● What is needed:
In the records below, take the lines from the one containing "van in the photo above." up to and including the one containing "strip in the photo above.", and output them as a Markdown table. Use a Row column that numbers each line and a Line column that holds its text, and omit blank lines.

----

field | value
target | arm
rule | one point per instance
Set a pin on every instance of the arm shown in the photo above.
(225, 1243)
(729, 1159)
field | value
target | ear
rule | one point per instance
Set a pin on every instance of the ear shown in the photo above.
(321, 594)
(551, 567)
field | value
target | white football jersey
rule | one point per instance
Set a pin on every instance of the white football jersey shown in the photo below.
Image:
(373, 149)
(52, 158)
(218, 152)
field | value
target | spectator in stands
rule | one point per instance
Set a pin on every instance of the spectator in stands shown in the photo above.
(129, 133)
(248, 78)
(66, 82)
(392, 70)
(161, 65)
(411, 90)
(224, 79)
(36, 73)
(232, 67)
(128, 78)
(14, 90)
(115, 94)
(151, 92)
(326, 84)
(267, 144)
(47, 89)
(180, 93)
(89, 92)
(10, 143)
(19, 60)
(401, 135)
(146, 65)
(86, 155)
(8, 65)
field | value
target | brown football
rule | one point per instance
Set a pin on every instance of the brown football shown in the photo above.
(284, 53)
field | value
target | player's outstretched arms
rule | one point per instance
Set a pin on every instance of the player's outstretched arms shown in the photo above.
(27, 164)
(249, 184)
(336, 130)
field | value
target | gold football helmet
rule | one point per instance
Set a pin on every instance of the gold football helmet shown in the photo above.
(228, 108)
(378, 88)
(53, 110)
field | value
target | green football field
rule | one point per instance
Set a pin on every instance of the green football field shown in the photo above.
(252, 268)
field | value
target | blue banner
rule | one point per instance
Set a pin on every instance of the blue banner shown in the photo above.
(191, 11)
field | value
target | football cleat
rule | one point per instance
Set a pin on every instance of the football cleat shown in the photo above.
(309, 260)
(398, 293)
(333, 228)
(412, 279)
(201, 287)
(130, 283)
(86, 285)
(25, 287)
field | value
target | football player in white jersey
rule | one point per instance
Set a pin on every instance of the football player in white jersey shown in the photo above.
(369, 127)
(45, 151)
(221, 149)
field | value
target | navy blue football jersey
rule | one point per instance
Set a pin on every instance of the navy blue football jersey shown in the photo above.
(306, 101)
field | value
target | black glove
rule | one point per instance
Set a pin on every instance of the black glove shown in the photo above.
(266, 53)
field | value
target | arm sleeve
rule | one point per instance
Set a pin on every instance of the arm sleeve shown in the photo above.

----

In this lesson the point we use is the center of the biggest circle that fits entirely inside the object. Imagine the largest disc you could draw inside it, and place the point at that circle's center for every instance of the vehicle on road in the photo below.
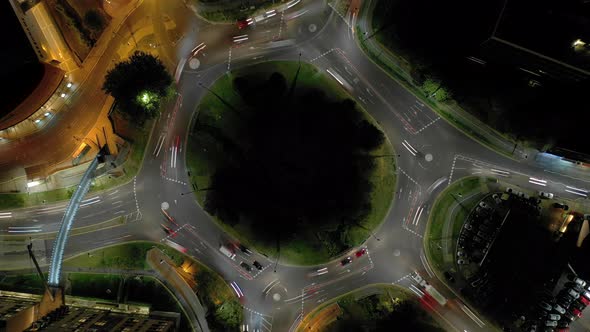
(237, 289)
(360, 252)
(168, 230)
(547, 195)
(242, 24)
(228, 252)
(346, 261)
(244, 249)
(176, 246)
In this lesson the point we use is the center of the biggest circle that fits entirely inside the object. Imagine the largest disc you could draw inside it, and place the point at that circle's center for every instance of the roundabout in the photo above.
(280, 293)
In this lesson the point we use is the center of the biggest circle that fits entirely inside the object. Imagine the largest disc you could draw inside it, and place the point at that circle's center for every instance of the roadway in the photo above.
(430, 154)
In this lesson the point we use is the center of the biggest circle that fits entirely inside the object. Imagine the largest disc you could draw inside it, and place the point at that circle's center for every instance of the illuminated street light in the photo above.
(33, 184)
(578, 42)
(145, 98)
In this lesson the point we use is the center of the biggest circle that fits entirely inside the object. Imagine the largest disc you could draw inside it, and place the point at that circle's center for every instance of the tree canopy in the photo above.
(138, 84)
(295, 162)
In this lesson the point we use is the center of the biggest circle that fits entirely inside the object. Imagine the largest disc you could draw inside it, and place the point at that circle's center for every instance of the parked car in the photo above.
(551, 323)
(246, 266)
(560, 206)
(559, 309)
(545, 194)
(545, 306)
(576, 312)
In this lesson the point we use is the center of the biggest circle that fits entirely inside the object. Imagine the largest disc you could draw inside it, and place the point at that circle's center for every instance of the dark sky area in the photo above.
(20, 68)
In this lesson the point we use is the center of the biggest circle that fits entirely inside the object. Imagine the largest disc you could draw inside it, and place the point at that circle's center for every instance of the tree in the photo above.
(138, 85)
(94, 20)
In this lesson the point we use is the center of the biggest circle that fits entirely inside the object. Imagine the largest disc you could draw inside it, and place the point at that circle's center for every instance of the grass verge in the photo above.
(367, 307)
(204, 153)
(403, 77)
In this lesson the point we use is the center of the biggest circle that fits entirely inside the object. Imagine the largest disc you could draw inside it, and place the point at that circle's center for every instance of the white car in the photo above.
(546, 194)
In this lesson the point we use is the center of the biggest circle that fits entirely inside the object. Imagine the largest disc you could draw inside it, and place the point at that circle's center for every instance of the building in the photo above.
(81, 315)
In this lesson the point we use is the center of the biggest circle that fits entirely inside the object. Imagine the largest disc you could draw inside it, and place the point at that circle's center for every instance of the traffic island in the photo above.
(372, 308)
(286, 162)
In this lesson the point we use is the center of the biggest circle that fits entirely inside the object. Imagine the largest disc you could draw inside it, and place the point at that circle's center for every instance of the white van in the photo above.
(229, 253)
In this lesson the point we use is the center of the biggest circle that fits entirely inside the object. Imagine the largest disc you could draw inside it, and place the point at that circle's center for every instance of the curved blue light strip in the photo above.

----

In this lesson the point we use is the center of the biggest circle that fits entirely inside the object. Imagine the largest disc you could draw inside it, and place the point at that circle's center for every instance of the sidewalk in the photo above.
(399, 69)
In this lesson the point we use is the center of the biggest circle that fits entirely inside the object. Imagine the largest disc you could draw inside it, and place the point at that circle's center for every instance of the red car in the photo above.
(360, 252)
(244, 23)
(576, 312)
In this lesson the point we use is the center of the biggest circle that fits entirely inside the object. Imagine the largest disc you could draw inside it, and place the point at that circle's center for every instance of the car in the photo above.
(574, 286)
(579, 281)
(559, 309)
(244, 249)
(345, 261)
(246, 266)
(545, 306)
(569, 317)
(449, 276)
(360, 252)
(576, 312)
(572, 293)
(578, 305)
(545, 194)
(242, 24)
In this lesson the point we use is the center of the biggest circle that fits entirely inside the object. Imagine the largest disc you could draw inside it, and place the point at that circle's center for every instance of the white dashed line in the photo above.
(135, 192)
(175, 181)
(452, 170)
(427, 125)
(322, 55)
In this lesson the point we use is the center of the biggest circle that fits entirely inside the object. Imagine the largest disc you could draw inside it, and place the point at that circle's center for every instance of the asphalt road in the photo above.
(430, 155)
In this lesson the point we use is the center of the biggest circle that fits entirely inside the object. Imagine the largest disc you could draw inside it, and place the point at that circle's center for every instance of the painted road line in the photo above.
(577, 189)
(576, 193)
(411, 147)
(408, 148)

----

● The reply:
| Row | Line |
|---|---|
| 1 | In this lesson the point we use is the center of the biggest circle that fits entirely inside the object. Imagine the largest disc you could draw inside it, and place the point at that circle's center for every instance of the white van in the photo above. |
| 2 | (229, 253) |
| 3 | In this lesson the point we use is the center of the biggest circle that fits entirely inside the object. Imagine the largest disc you could draw inside it, and place the point at that circle's center for every instance of the curved blue light strip in the photo above. |